Challenge
Express every line of the rows below as a JSON list of strings, one string per line, with blank lines skipped. Leave the pictures out of the list.

Data for the task
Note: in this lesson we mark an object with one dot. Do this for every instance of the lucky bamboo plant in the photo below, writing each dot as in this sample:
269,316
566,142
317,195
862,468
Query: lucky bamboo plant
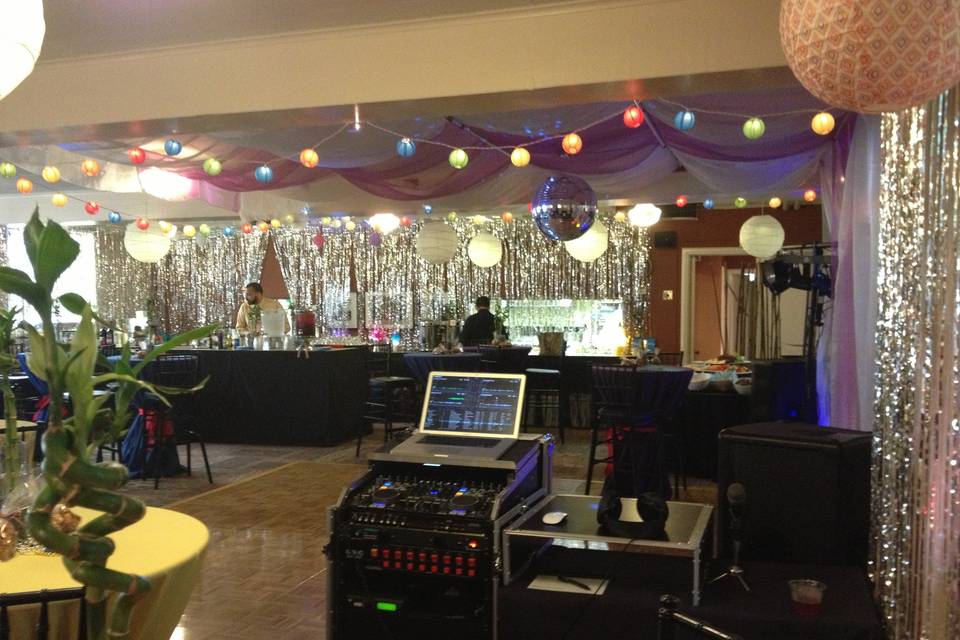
11,443
69,442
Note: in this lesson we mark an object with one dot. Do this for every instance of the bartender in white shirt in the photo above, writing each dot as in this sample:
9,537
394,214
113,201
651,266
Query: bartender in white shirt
254,301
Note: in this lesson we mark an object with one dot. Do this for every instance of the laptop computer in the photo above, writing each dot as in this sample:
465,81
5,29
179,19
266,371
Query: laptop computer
474,415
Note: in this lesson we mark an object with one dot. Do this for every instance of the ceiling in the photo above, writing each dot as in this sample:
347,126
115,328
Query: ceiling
116,29
77,28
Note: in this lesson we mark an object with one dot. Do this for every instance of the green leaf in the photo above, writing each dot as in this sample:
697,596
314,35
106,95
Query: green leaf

Written response
[
  "Note: in this lesson we mark an object with one dot. Do this for every instance of the lucky bamboo plant in the photo below, writing each dot as in this sample:",
  "269,316",
  "566,142",
  "317,195",
  "862,468",
  "Query: lucky bamboo plant",
  "11,443",
  "69,442",
  "Note: in this lesson we mark an object with one dot. Do this for every instance of the bartender in white shirt in the photo above, writing each dot as in this sample:",
  "9,537",
  "394,214",
  "113,201",
  "651,266",
  "Query: bartender in white shirt",
  "254,301",
  "Note: in this lesson we mark an object with one dot. Do this for every instance of the laptop computer in the photo above, writing each dot as in this sample:",
  "465,81",
  "5,29",
  "179,19",
  "266,371",
  "Query: laptop computer",
  "474,415",
  "Note: in this lesson we mark an object with one dot. Do this for every instance of the ceiling in the photo above, writing each dot as in this sample:",
  "347,126",
  "115,328",
  "Query: ceiling",
  "116,29",
  "77,28",
  "Note: in this lesson we mark an object with one dot. Do this for every instance of the green leaf in the photo above, writing each dot as in this sample:",
  "697,596",
  "314,35",
  "106,95",
  "Query: green leaf"
]